= Supplied entries =
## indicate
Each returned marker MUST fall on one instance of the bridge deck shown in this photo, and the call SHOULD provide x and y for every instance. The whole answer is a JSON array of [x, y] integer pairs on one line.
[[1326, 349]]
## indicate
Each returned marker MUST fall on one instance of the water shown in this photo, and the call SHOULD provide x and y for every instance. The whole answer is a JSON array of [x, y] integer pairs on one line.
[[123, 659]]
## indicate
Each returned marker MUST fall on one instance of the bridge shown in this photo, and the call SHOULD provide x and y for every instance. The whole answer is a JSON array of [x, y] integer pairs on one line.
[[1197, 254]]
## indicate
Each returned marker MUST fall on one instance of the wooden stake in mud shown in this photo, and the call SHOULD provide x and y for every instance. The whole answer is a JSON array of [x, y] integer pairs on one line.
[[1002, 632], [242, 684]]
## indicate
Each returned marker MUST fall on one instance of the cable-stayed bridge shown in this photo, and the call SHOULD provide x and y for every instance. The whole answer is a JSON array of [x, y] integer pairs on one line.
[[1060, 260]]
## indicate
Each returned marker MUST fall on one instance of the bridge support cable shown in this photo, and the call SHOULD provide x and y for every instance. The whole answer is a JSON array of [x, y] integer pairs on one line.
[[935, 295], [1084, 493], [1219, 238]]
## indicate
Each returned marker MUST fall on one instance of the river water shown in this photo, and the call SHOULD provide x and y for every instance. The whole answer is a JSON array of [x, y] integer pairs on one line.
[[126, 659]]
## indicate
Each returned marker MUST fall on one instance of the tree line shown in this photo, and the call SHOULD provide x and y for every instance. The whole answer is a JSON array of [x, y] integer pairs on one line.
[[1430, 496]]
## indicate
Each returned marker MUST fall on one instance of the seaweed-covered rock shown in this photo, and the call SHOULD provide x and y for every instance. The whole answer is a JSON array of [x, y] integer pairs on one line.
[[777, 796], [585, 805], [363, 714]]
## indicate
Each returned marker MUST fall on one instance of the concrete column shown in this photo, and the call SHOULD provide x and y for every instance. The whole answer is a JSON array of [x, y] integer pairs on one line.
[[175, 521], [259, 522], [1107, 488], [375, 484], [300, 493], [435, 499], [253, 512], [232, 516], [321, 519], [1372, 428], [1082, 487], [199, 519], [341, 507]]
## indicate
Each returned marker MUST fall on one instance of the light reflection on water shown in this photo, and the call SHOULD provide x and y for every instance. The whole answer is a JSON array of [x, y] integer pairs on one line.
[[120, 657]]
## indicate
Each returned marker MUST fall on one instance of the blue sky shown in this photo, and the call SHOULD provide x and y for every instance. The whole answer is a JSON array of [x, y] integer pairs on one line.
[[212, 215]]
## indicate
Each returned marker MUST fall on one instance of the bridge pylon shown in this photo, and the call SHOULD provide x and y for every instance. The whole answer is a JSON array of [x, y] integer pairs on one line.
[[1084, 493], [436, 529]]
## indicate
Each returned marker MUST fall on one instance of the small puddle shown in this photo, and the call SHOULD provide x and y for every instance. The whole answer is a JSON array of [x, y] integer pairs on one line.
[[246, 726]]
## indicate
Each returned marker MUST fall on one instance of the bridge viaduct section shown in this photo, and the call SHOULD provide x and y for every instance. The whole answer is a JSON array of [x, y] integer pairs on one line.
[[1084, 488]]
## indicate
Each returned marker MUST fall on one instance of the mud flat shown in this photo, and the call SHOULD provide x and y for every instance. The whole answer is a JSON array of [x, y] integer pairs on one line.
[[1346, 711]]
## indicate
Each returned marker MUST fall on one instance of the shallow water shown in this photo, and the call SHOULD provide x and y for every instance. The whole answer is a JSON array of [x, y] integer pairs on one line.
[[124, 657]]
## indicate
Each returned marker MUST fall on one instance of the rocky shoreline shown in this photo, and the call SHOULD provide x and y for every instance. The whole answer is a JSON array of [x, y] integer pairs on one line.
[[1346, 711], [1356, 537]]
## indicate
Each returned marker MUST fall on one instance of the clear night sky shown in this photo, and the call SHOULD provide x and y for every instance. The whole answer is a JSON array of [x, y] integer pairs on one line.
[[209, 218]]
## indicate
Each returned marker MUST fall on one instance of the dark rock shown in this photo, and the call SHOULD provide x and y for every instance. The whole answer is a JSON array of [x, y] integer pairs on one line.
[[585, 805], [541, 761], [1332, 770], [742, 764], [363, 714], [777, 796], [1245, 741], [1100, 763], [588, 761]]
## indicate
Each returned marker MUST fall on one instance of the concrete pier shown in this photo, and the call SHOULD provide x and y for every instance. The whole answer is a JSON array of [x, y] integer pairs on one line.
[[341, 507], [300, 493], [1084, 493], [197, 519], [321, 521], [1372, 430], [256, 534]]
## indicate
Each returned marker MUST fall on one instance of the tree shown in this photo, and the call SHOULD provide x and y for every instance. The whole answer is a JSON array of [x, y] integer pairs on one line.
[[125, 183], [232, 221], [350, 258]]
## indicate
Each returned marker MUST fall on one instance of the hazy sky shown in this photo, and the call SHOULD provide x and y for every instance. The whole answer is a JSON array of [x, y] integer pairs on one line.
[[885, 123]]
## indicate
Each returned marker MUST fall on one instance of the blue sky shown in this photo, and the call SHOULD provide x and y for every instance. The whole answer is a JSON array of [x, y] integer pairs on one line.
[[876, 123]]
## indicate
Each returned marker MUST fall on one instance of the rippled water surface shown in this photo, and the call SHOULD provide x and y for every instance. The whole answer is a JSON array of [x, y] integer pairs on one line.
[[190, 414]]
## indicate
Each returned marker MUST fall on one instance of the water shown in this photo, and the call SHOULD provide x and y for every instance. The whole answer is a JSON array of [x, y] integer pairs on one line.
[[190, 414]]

= Requirements =
Return every line of the material exactly.

= Result for this task =
## indicate
Each returned marker MUST fall on one instance of the bridge deck shown in this photo, and the call SHOULD provide x and y for every instance. The whole answer is a JSON array of [x, y] integer pairs on one line.
[[1326, 349]]
## indicate
Each returned marker MUST fall on one instance of the water shown in this photo, and the call SHOULD provide x and y for every instance. The whole answer is a JSON array of [x, y] integer pairs on one line.
[[123, 659]]
## indicate
Each returned marker MUST fall on one instance of the bridge shown in this photo, and the call SHOULD provide x and y for every instance. The whole answer is a JSON array of [x, y] integer pairs on one line.
[[1197, 254]]
## indicate
Each returned marker MUST fall on one instance of the wooden stake in mud shown in this photo, and the call SHOULD provide x and y for every instance. The whole answer is a JSON array of [x, y] integer pairs on one line.
[[1002, 632], [242, 684]]
## indicate
Each returned marker MUST fall on one instance of the cable-stayed bridge shown in this photo, and the call SHOULD provide x and y for every instance. The whole answer is a JSON array of [x, y] integer pairs on one line.
[[1060, 260]]
## indicate
Each returned marker MUST fall on one instance of the bridge support cable shown in this photo, and the call SHOULD provide x and y for every instance. The whole answer is a JSON array of [x, y] integer pairs on one line.
[[935, 295], [1084, 493], [1219, 238]]
## indicate
Each returned marker MUST fall on one instance of the river water shown in this photo, and the call SHOULD provide x and y for every instance. The whole answer is a JSON array of [x, y] integer pairs on one line.
[[126, 659]]
## indicate
Each returned marker MUST fall on one instance of the tree line shown in this photo, and the call SHOULD provide x and y for every instance. The whole answer is a JSON array of [x, y] integer pairs on one line.
[[1430, 496]]
## indicate
Each returned marker MUST fall on one instance of the seaweed-covered rock shown in this photo, and the call SHOULD provide x and y for every instance. The whole answer is a JSON array of [x, y] integer pairs on one line.
[[777, 796], [585, 805], [363, 714]]
## indicate
Each returned marker MUST fall on one instance of the concrete column shown in this photo, and the call SHOULD provide x and y for every instance. The whole answer is a JSON array of [x, y] integer pairs on one line.
[[175, 521], [259, 522], [1107, 488], [375, 484], [300, 493], [435, 499], [253, 512], [232, 516], [321, 519], [1372, 428], [1082, 487], [199, 519], [341, 507]]
## indicate
Each returned marker MUST fall on one instance of the light reflection on water shown in this photo, and the call SHOULD provide x and y for every instance. The whole answer is a JSON array of [x, y] integer pairs on one line.
[[120, 657]]
## indicate
Each returned marker MUST fall on one instance of the blue sky shown in this photo, and the call SHOULD provide x and y for every instance. The whole answer is a JSON array of [x, y] integer pairs on one line.
[[212, 215]]
## indicate
Each returned marker MUST fall on one instance of the bridge pylon shown in this photo, and the call SHOULD provide x and y for every instance. The whole answer is a JSON array of [x, y] integer pairs on one line.
[[1084, 493], [436, 529]]
## indicate
Each returned marker MUST fall on one instance of the small puddle shown in this photo, and the call SHOULD provide x and y for every instance. The whole answer is a JSON array of [x, y] integer pairs on one line.
[[246, 726]]
## indicate
Each returned marker MUST fall on one instance of the bridge viaduct section shown in this photo, and the call SHOULD provide x and y for every instance. The whole answer is a JSON array of [x, y] integer pairs on one line.
[[1084, 488]]
## indicate
Each returned marker MUST fall on one instance of the mud flat shown in this photo, and the call SHOULD provide x and y for every instance. The whole answer is a JSON array of [x, y] integer pairs on one line.
[[1346, 711]]
## indicate
Each returned marker MUST fall on one instance of the shallow water shown in this photo, and the call SHOULD provide x and y for every instance. The whole answer is a JSON array of [x, y] integer pairs on one line.
[[124, 657]]
## indicate
Each returned marker MUST fall on one instance of the rocky shoreline shown in this photo, and the call SHOULD provide x and y for every instance. The whole answer is a JSON array of [x, y] integer pairs on one line.
[[1346, 711], [1356, 537]]
## indicate
Each returned marker MUST fall on one instance of the clear night sky shown in this photo, and the call SHOULD provide x and y for every instance. The whole answer is a JSON array of [x, y] integer pairs on one line.
[[209, 218]]
## indicate
Each returned marker MUST fall on one instance of the dark rock shown in this photo, and the call SHOULD provide x and y for every instance. The whole answer is a JSON array of [x, y] integer pairs on one line.
[[585, 805], [541, 761], [1332, 770], [742, 764], [363, 714], [777, 796], [1245, 741], [1100, 763], [588, 761]]
## indicate
Each returned marker MUST fall on one instance of the concrete pier shown in this photo, and the call SHOULD provide x and y for every instance. The whole answer is a JSON array of [x, y] integer pairs on one line.
[[341, 507], [300, 493], [1084, 493], [197, 519], [321, 521], [1372, 430], [256, 534]]
## indicate
Each returned marker MUST fall on one instance of the tree shown in this photo, and the call SHOULD provide x and y for every instance. The whole answer is a JSON array of [x, y] integer pairs on one line.
[[125, 183], [232, 221], [350, 258]]
## indicate
Each returned marker MUST fall on one instance of the hazy sky shown in this photo, and the call SHOULD provide x and y for every instance. The whole answer is a JSON array of [x, y] integer pairs on one line.
[[885, 123]]
## indicate
Each returned marker MUST fall on one instance of the blue sky shown in this photo, and the call SHOULD provide x and y for every instance. The whole answer is a JSON array of [x, y] integer pairs on one line.
[[876, 123]]
## indicate
Each returned marker MUST fall on one instance of the rippled water surface shown in this photo, and the call SHOULD provide x and y for every instance. The whole answer is a JSON array of [x, y] integer pairs on one line.
[[190, 414]]
## indicate
Each returned marker MUST fall on one instance of the water shown in this photo, and the call SHOULD provide x and y for every instance. The whole answer is a JSON array of [x, y] integer pairs on one line.
[[190, 414]]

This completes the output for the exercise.